- [PROBLEM DESCRIPTION]:
Format the lines below as a JSON list of strings, with one string per line and any blank lines omitted.
** begin MATERIAL TO PROCESS **
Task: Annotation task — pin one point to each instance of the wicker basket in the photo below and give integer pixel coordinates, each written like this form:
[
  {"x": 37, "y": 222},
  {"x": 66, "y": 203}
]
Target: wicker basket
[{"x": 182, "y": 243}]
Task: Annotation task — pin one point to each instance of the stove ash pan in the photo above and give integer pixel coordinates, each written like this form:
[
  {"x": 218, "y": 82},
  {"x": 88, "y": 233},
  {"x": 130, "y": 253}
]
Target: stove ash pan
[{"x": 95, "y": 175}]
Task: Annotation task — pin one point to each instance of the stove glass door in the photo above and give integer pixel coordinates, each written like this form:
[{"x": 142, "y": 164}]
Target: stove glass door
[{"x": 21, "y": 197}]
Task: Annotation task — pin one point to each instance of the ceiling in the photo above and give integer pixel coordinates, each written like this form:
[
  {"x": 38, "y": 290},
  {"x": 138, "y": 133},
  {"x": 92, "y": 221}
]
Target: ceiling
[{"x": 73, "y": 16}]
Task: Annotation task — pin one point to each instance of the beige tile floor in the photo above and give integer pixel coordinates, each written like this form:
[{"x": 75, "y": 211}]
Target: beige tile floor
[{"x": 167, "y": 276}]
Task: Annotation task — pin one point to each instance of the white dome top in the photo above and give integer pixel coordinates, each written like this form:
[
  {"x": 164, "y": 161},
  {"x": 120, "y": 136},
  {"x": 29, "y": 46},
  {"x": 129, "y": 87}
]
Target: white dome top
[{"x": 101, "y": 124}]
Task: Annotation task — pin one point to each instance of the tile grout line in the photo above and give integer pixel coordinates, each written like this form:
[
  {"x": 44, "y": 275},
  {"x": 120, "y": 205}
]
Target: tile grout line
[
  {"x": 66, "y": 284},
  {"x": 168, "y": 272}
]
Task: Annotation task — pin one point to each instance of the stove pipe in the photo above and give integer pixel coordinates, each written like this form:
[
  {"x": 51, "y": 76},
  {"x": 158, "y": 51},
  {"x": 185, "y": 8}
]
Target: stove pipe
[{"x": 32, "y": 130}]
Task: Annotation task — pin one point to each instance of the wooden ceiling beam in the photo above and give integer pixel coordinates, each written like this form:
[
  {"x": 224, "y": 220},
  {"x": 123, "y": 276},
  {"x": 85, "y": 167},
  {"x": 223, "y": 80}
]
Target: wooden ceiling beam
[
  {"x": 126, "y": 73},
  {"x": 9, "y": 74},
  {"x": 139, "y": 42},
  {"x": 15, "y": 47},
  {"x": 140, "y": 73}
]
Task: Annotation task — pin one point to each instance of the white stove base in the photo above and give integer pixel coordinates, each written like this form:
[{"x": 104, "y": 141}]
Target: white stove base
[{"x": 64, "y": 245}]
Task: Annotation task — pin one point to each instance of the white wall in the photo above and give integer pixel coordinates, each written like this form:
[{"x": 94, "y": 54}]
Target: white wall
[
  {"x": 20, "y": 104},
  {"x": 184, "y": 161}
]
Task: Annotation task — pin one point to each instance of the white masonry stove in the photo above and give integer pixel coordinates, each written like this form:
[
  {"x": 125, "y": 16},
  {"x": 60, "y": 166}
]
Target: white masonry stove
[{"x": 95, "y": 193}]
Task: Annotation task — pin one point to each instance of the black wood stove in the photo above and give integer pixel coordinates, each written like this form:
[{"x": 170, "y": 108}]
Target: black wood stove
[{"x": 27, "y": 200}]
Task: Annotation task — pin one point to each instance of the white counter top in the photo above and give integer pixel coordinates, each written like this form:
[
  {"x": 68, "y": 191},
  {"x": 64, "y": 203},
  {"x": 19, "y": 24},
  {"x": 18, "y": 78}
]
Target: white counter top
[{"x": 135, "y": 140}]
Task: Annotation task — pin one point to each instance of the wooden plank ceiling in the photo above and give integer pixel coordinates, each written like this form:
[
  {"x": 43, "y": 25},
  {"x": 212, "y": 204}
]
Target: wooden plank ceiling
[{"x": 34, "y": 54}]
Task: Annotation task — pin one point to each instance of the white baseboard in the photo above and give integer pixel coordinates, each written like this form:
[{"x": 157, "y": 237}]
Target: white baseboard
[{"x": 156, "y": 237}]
** end MATERIAL TO PROCESS **
- [OUTPUT FOR THIS TASK]:
[
  "Task: Annotation task — pin one point to each instance of the wicker basket in the photo below and give integer pixel coordinates, each written like this form:",
  "[",
  "  {\"x\": 37, \"y\": 222},",
  "  {\"x\": 66, \"y\": 203}",
  "]",
  "Target: wicker basket",
  "[{\"x\": 182, \"y\": 243}]",
  "Task: Annotation task — pin one point to each instance of the stove ash pan in the photo above and give integer pixel coordinates, each written like this form:",
  "[",
  "  {\"x\": 218, \"y\": 82},",
  "  {\"x\": 88, \"y\": 233},",
  "  {\"x\": 130, \"y\": 253}",
  "]",
  "Target: stove ash pan",
  "[{\"x\": 95, \"y\": 175}]",
  "Task: Annotation task — pin one point to each instance of the stove glass door in the photo above and give integer pixel coordinates, each written like this form:",
  "[{\"x\": 142, \"y\": 164}]",
  "Target: stove glass door",
  "[{\"x\": 21, \"y\": 197}]",
  "Task: Annotation task — pin one point to each instance of the ceiling in the photo above and give integer pixel coordinates, each written like this form:",
  "[",
  "  {\"x\": 38, \"y\": 290},",
  "  {\"x\": 138, \"y\": 133},",
  "  {\"x\": 92, \"y\": 221}",
  "]",
  "Target: ceiling",
  "[{\"x\": 73, \"y\": 16}]",
  "Task: Annotation task — pin one point to each instance of the beige tile floor in the photo above and give integer pixel coordinates, each written like this form:",
  "[{\"x\": 75, \"y\": 211}]",
  "Target: beige tile floor",
  "[{\"x\": 167, \"y\": 276}]",
  "Task: Annotation task — pin one point to each instance of the white dome top in the photo above and give integer pixel coordinates, each written like this form:",
  "[",
  "  {\"x\": 164, \"y\": 161},",
  "  {\"x\": 120, \"y\": 136},",
  "  {\"x\": 29, \"y\": 46},",
  "  {\"x\": 129, \"y\": 87}",
  "]",
  "Target: white dome top",
  "[{\"x\": 101, \"y\": 124}]",
  "Task: Annotation task — pin one point to each instance of the tile grout line in the photo above and give integer pixel coordinates, each written like this form:",
  "[",
  "  {\"x\": 44, \"y\": 275},",
  "  {\"x\": 120, \"y\": 205}",
  "]",
  "Target: tile grout line",
  "[",
  "  {\"x\": 66, \"y\": 284},",
  "  {\"x\": 168, \"y\": 272}",
  "]",
  "Task: Annotation task — pin one point to each instance of the stove pipe in the photo above and give integer pixel coordinates, each written like this form:",
  "[",
  "  {\"x\": 51, \"y\": 76},",
  "  {\"x\": 158, \"y\": 51},",
  "  {\"x\": 185, \"y\": 8}",
  "]",
  "Target: stove pipe",
  "[{\"x\": 32, \"y\": 130}]",
  "Task: Annotation task — pin one point to each instance of the wooden ceiling beam in the photo above and give integer pixel coordinates, each written like this form:",
  "[",
  "  {\"x\": 224, \"y\": 220},",
  "  {\"x\": 123, \"y\": 276},",
  "  {\"x\": 85, \"y\": 167},",
  "  {\"x\": 223, \"y\": 80}",
  "]",
  "Target: wooden ceiling beam",
  "[",
  "  {\"x\": 126, \"y\": 73},",
  "  {\"x\": 9, \"y\": 74},",
  "  {\"x\": 139, \"y\": 42},",
  "  {\"x\": 15, \"y\": 47},",
  "  {\"x\": 140, \"y\": 73}",
  "]",
  "Task: Annotation task — pin one point to each instance of the white stove base in the photo above and give integer pixel coordinates, each written like this form:",
  "[{\"x\": 104, \"y\": 141}]",
  "Target: white stove base",
  "[{\"x\": 64, \"y\": 245}]",
  "Task: Annotation task — pin one point to each instance of the white wall in the photo above and give integer pixel coordinates, each written like this form:",
  "[{\"x\": 94, \"y\": 54}]",
  "Target: white wall",
  "[",
  "  {\"x\": 20, \"y\": 104},",
  "  {\"x\": 184, \"y\": 161}",
  "]",
  "Task: Annotation task — pin one point to each instance of the white masonry stove in the photo above and give integer pixel coordinates, each written like this form:",
  "[",
  "  {\"x\": 125, \"y\": 16},",
  "  {\"x\": 60, \"y\": 166}",
  "]",
  "Target: white masonry stove",
  "[{\"x\": 95, \"y\": 193}]",
  "Task: Annotation task — pin one point to each instance of the black wood stove in the photo above and give integer pixel coordinates, each written like this form:",
  "[{\"x\": 170, \"y\": 108}]",
  "Target: black wood stove",
  "[{\"x\": 27, \"y\": 200}]",
  "Task: Annotation task — pin one point to each instance of the white counter top in the photo above and give integer pixel coordinates, each written like this form:",
  "[",
  "  {\"x\": 68, \"y\": 191},",
  "  {\"x\": 64, \"y\": 203},",
  "  {\"x\": 19, \"y\": 24},",
  "  {\"x\": 18, \"y\": 78}",
  "]",
  "Target: white counter top",
  "[{\"x\": 135, \"y\": 140}]",
  "Task: Annotation task — pin one point to each instance of the wooden plank ceiling in the photo above and give integer pixel coordinates, each written like this form:",
  "[",
  "  {\"x\": 43, \"y\": 25},",
  "  {\"x\": 212, \"y\": 204}",
  "]",
  "Target: wooden plank ceiling",
  "[{\"x\": 34, \"y\": 54}]",
  "Task: Annotation task — pin one point to each instance of the white baseboard in the photo above and give integer pixel coordinates, each written like this form:",
  "[{\"x\": 157, \"y\": 237}]",
  "Target: white baseboard",
  "[{\"x\": 156, \"y\": 237}]"
]